**Task instructions:**
Format the items below as a Markdown table with two columns, Row and Line, where Row numbers each line in order and Line holds its text. Leave out blank lines.

------------

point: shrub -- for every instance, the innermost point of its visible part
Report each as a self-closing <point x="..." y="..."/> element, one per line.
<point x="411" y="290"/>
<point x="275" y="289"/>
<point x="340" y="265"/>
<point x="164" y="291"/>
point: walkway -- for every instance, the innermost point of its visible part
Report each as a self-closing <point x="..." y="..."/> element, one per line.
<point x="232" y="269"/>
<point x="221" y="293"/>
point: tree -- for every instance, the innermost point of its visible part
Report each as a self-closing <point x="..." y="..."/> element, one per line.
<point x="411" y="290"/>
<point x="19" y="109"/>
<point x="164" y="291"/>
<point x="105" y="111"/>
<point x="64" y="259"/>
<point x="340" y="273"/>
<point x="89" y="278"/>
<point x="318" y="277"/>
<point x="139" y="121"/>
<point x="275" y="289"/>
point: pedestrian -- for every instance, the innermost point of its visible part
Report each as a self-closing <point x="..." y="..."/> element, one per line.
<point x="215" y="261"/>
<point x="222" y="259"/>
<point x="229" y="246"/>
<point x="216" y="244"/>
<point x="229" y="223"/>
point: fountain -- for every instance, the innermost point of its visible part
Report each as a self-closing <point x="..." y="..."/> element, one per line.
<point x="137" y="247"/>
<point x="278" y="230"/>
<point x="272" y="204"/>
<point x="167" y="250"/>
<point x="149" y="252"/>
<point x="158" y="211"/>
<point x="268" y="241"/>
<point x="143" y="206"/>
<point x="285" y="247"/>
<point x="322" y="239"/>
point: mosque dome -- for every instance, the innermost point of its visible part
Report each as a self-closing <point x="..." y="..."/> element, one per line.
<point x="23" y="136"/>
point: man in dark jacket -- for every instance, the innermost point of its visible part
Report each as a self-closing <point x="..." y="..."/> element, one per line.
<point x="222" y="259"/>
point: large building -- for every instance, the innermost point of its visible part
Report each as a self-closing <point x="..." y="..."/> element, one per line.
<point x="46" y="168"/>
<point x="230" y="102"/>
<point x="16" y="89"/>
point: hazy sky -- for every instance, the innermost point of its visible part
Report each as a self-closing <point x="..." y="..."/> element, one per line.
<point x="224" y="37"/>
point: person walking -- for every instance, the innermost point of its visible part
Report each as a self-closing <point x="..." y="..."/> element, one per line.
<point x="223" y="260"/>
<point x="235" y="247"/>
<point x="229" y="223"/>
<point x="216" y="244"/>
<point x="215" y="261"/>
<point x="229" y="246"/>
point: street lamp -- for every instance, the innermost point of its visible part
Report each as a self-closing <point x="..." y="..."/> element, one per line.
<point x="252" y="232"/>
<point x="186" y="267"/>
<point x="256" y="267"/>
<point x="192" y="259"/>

------------

**The solution:**
| Row | Line |
|---|---|
| 1 | point: shrub -- for every instance, the innermost point of its visible part |
| 2 | Report each as a self-closing <point x="..." y="..."/> element, one per line. |
| 3 | <point x="411" y="290"/> |
| 4 | <point x="275" y="289"/> |
| 5 | <point x="340" y="265"/> |
| 6 | <point x="164" y="291"/> |
| 7 | point: walkway -- for every instance, the innermost point of its visible part |
| 8 | Report each as a self-closing <point x="..." y="..."/> element, one per line. |
| 9 | <point x="232" y="269"/> |
| 10 | <point x="221" y="293"/> |
| 11 | point: tree -- for every instance, the innermost point of its visible part |
| 12 | Report each as a self-closing <point x="..." y="..."/> element, one per line. |
| 13 | <point x="411" y="290"/> |
| 14 | <point x="19" y="109"/> |
| 15 | <point x="164" y="291"/> |
| 16 | <point x="105" y="111"/> |
| 17 | <point x="64" y="259"/> |
| 18 | <point x="340" y="273"/> |
| 19 | <point x="89" y="278"/> |
| 20 | <point x="318" y="277"/> |
| 21 | <point x="139" y="121"/> |
| 22 | <point x="275" y="289"/> |
| 23 | point: pedestrian -- for every instance, the innermost point of its visible part |
| 24 | Report each as a self-closing <point x="..." y="..."/> element, one per line. |
| 25 | <point x="215" y="261"/> |
| 26 | <point x="222" y="259"/> |
| 27 | <point x="229" y="246"/> |
| 28 | <point x="216" y="244"/> |
| 29 | <point x="229" y="223"/> |
| 30 | point: fountain -- for every instance, the innermost point of its visible part |
| 31 | Report each as a self-closing <point x="..." y="..."/> element, one per line. |
| 32 | <point x="137" y="247"/> |
| 33 | <point x="278" y="230"/> |
| 34 | <point x="272" y="204"/> |
| 35 | <point x="167" y="250"/> |
| 36 | <point x="149" y="252"/> |
| 37 | <point x="158" y="211"/> |
| 38 | <point x="268" y="241"/> |
| 39 | <point x="143" y="206"/> |
| 40 | <point x="285" y="247"/> |
| 41 | <point x="322" y="239"/> |
| 42 | point: mosque dome -- for every instance, the innermost point of its visible part |
| 43 | Report each as a self-closing <point x="..." y="..."/> element, one per line. |
| 44 | <point x="23" y="136"/> |
| 45 | point: man in dark jacket -- for every instance, the innermost point of its visible part |
| 46 | Report each as a self-closing <point x="..." y="..."/> element, one per line. |
| 47 | <point x="222" y="259"/> |
| 48 | point: large building -- for every instance, the innermost point of its visible part |
| 49 | Report each as a self-closing <point x="..." y="..."/> element, one per line. |
| 50 | <point x="46" y="168"/> |
| 51 | <point x="230" y="102"/> |
| 52 | <point x="16" y="89"/> |
| 53 | point: hazy sky -- for every instance, the innermost point of its visible part |
| 54 | Report each as a self-closing <point x="..." y="..."/> element, one per line. |
| 55 | <point x="224" y="37"/> |
| 56 | point: person walking -- for every instance, the innermost point of its visible part |
| 57 | Report each as a self-closing <point x="..." y="..."/> element, one per line. |
| 58 | <point x="223" y="260"/> |
| 59 | <point x="235" y="247"/> |
| 60 | <point x="229" y="223"/> |
| 61 | <point x="216" y="244"/> |
| 62 | <point x="215" y="261"/> |
| 63 | <point x="229" y="246"/> |
| 64 | point: street lamp -- for every instance, the innermost point of its visible part |
| 65 | Report each as a self-closing <point x="..." y="..."/> element, one per line. |
| 66 | <point x="252" y="232"/> |
| 67 | <point x="186" y="267"/> |
| 68 | <point x="256" y="267"/> |
| 69 | <point x="192" y="259"/> |